__Assignment__
Repeat every record below exactly, leaving out the pictures.

__Source records__
________________________________________
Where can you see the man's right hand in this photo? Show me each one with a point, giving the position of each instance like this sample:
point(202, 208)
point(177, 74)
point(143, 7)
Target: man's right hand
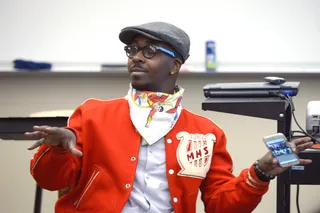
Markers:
point(54, 136)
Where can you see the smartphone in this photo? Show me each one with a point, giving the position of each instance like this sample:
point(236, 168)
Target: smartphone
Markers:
point(281, 150)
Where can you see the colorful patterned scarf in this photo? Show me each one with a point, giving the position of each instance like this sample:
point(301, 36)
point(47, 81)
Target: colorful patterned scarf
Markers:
point(154, 114)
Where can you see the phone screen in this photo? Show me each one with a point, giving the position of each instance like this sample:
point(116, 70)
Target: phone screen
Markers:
point(282, 151)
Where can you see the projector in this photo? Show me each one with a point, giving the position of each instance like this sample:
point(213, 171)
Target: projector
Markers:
point(313, 119)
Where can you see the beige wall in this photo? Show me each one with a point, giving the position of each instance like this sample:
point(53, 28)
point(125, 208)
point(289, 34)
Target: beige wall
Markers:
point(22, 95)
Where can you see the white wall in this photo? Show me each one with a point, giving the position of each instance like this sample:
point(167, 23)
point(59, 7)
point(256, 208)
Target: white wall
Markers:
point(251, 35)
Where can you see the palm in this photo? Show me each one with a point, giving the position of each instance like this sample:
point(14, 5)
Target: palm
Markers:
point(54, 136)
________________________________________
__Answer section__
Where can you see the man's right hand in this photo? Show me each one with a point, giving the position of each instance like this sample:
point(202, 208)
point(177, 74)
point(143, 7)
Target: man's right hand
Markers:
point(54, 136)
Where can you see the smartphone in this photo? Show me each one with a point, giving the position of each instance like this sample:
point(236, 168)
Target: smartphone
Markers:
point(281, 150)
Where can you see the colorful patterned scarf in this photo? Show me each one with a point, giving the position of each instance like this sample:
point(301, 36)
point(47, 81)
Target: colorful patterned scarf
Markers:
point(154, 114)
Where can you see the phone screen in this photo? Show me each one with a point, giving the position of each instance like this sample:
point(116, 70)
Target: phone screen
Markers:
point(282, 151)
Where can you see the projector in this photo? Show me each one with a point, giving the position of each instance like this sample:
point(213, 171)
Target: projector
Markers:
point(313, 119)
Where can you see the beige wall in this photo? Show me each one with a point, giving the position of each instance like this sample:
point(53, 28)
point(125, 208)
point(289, 34)
Target: beige wall
Markers:
point(22, 95)
Where can you see the white wall in this photo? Show me each one with a point, giving the position of each instance like this sample:
point(167, 23)
point(59, 7)
point(256, 208)
Target: white wall
Markers:
point(251, 35)
Where can you see the palm in this photo? Show me each one with a point, giving the position of each instance like this sample:
point(14, 5)
Target: palm
Markers:
point(54, 136)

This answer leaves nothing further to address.